§ **Task brief**: Extract all of the entries and set them down verbatim.

§ **Data in this exercise**:
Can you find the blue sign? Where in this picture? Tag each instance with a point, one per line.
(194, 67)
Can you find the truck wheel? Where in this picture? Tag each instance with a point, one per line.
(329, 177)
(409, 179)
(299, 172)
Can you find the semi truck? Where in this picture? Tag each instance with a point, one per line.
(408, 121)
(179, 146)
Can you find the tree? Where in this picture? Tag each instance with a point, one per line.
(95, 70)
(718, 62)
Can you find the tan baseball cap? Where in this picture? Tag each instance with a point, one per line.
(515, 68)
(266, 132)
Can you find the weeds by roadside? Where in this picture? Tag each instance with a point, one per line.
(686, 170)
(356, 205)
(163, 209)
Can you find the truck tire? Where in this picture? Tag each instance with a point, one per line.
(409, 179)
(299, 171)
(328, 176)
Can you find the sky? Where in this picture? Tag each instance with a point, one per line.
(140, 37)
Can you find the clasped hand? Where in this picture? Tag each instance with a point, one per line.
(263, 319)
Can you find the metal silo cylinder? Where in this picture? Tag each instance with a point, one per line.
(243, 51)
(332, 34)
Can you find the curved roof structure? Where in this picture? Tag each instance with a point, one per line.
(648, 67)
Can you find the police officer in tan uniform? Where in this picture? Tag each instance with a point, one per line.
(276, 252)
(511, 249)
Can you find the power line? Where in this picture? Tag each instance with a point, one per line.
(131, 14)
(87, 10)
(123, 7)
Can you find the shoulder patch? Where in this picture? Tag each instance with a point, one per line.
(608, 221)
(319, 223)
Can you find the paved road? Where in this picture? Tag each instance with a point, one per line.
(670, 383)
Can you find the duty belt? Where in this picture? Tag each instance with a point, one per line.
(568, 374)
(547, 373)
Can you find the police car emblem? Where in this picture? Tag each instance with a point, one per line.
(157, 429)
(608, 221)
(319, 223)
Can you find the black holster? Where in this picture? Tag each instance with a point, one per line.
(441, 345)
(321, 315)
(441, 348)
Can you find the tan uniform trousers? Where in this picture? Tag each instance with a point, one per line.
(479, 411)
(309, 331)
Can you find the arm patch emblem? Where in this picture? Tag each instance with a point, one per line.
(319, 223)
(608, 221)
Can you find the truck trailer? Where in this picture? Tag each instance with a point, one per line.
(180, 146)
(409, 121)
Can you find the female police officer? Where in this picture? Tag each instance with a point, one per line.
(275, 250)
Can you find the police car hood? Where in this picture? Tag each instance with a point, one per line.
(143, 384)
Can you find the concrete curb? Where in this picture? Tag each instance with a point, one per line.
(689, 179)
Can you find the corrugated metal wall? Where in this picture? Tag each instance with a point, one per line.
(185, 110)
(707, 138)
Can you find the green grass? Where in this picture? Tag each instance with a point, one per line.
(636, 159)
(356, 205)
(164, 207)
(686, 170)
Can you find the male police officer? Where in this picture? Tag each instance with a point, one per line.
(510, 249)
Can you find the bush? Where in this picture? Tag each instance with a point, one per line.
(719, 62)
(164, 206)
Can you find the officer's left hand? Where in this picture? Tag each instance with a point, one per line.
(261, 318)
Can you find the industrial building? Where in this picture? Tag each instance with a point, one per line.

§ **Output for this exercise**:
Can you find the blue sign? Where in this picture? Tag each instance with a point, one per line.
(194, 67)
Can you find the truck wheel? Where in this picture? Tag each instance with a point, one per line.
(329, 177)
(409, 179)
(299, 172)
Can you find the semi truck? Where in this picture? Tag each instance with a point, one per line.
(408, 121)
(179, 146)
Can you find the tree? Where in this picture? Tag each instance with a point, one per line.
(95, 70)
(718, 62)
Can you find the tan baseball cap? Where in this picture? Tag each instance with a point, one per line.
(515, 68)
(266, 132)
Can you find the weeds by roadside? Where in this picture? Tag each instance with a point, one per line.
(686, 170)
(356, 205)
(163, 209)
Can you find the truck tire? Where in this picture? Tag each instance with a point, one per line.
(409, 179)
(299, 171)
(328, 176)
Can you find the sky? Where in this picture? Tag each instance with a point, one per line.
(140, 37)
Can you find the clasped hand? Where in this picture? Tag each instance with a point, one per line.
(263, 319)
Can you find the metal silo cylinder? Where in this picture? Tag each instance with a point, one per line.
(243, 51)
(332, 34)
Can you find the curved roof structure? Where in this picture? Tag each instance with a point, one per line.
(648, 67)
Can you find the police officer in tan uniform? Where in this picture? Tag each instance with a point, one per line.
(276, 252)
(511, 249)
Can you find the power line? Where in this picture? Tag each instance with a point, one per line.
(131, 14)
(87, 10)
(123, 7)
Can you find the shoulder patch? Where in this picture? Tag each instance with a point, one per line.
(608, 221)
(319, 223)
Can you find the paved road? Where in this picture? Tag each instance with a point, one per line.
(670, 383)
Can you find the duty belt? Where in this picture? Tag each instance with a point, one per line.
(568, 374)
(547, 373)
Can you find the police car emblem? Where in this picture? Tag each instance with a point, one per line.
(157, 429)
(608, 221)
(319, 223)
Can you find the black holster? Where in this picture? Tag each instance with a point, one per line.
(441, 345)
(321, 315)
(441, 348)
Can you find the tan uniform trousers? Where in this picture? Tag each instance with a point, one per line.
(479, 411)
(309, 331)
Can you find the arm patch emblem? Where in this picture? Tag each instance with a point, one per line.
(319, 223)
(608, 221)
Can you find the truck trailer? Where in this picture? Tag each instance with a point, one per line.
(180, 146)
(409, 121)
Can you find the female police officer? Where in this picture? Tag each instance with a point, one per line.
(275, 250)
Can you find the police car hood? Where in this picture? Tag each instance with a point, one per line.
(143, 384)
Can you find the concrete curb? Where in this picture? Tag each instance with a point, one per line.
(689, 179)
Can you find the corrugated metal wall? Where in this picture? Tag each instance with a point, one per line.
(185, 110)
(707, 138)
Can you find the green grass? Where in this picture? Tag each instance with a point, one per line.
(636, 159)
(356, 205)
(164, 207)
(686, 170)
Can you find the male police officer? Where in this picture? Tag each instance with a point, one per line.
(510, 249)
Can you find the bush? Where in this picture? Tag each instance with a point, one per line.
(719, 62)
(164, 206)
Can you find the officer's left hand? Where in this picture? Tag each instance with a point, one per line.
(261, 318)
Can you find the industrial building? Where in this picture? Tag each instance with a point, one per line.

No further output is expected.